▶ _Tasks_
- a) Please list every Python data structure that the Python lesson recap names.
- b) Carry on writing the Python lesson recap, picking up after its final sentence.

▶ _Supplied passage_
***

Welcome to the final lesson in the ‘Core’ series!

As usual, let us reflect on how we got here.

The basics

You started out from the very basics by learning to design and program a guessing game. You then spent the next few lessons diving into the details of all the basic building blocks as used in Python. You then started writing self-explanatory and modular codes with functions.

Complex data structures

You are then introduced to complicated Python data structures like lists, range, tuples, dicts, and sets; along with useful iterators like enumerate and zip in the last lesson.

Object-oriented programming

The concept of object oriented programming emerged from Lesson 7 onwards. I introduced the idea of objects having states and properties, and objects having actions/methods associated with them. Putting the two ideas together, you wrote custom classes with member attributes and methods.

In the previous lesson, I focussed on the interaction between different objects of different classes. You saw that an object can receive another object as input argument to its methods. An object can then invoke the other object’s (public) methods to get it to do things. In this case, there is a dependency between the two object classes.

We can also have a more specific type of dependency called association, which is where an object ‘has’ another object as its attribute (Road has Cars). The degree of association can be even stronger with aggregation where an object is part of another (a Song is part of a Playlist), and composition where an object is exclusively part of another object (a Room only exist as part of a House). For practical purposes, there is no need to stress about the minute distinction between these three. It is sufficient for you to know that you can assign an object as an instance attribute of a class, and later use these objects in the instance methods for the class.

***

▶ _Dataset excerpts_

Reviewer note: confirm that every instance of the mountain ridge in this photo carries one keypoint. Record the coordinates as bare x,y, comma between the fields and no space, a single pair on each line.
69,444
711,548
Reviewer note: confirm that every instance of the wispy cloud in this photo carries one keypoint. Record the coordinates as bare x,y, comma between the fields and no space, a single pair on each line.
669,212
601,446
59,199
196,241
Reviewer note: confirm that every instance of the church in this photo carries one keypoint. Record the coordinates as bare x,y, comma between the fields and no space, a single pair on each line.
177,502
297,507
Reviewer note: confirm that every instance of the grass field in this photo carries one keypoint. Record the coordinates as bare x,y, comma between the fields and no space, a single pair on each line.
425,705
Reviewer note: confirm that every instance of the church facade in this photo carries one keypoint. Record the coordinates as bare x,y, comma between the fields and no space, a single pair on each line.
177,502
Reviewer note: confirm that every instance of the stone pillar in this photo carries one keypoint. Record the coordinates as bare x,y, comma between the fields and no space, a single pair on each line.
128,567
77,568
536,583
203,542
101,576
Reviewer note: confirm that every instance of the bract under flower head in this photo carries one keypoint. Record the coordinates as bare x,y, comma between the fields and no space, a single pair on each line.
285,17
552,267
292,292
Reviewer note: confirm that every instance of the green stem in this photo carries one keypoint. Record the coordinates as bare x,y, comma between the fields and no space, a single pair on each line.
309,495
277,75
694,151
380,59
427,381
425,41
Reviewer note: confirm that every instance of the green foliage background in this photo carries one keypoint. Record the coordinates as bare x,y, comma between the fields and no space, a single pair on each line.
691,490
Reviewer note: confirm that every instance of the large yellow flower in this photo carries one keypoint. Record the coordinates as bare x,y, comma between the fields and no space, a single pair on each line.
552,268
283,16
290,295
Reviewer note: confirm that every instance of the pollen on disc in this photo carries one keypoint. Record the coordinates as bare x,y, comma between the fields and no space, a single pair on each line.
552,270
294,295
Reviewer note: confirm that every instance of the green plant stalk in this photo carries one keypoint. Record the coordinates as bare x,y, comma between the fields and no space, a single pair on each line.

***

▶ _Expected outputs_
- a) lists, range, tuples, dicts, sets

- b)
Class diagrams

You have also attempted to continue refactoring your robot project to make it even more object-oriented. You created a RobotFactory class to build your robots, and later created more classes like Drink and Grid for your robot to interact with.

Python specific topics

We also looked at some Python specific topics. We briefly discussed list comprehension and how it can make your code more compact, readable, and possibly even faster.

You also learnt what JSON files are and how to load objects into Python from JSON, and how to write Python objects into JSON files for storage.

We also extended the idea of Python modules further, by organising them into a package. Recall that a package is a collection of related modules organised in a nice hierarchy.

Finally we quickly looked at the fact that Python Exceptions are object instances. This means that you can construct your own Exception instances and provided custom arguments to them. You can access Exception arguments using the .args attribute. You have also looked at a long list of Python built-in Exception classes, which you may choose to raise when needed.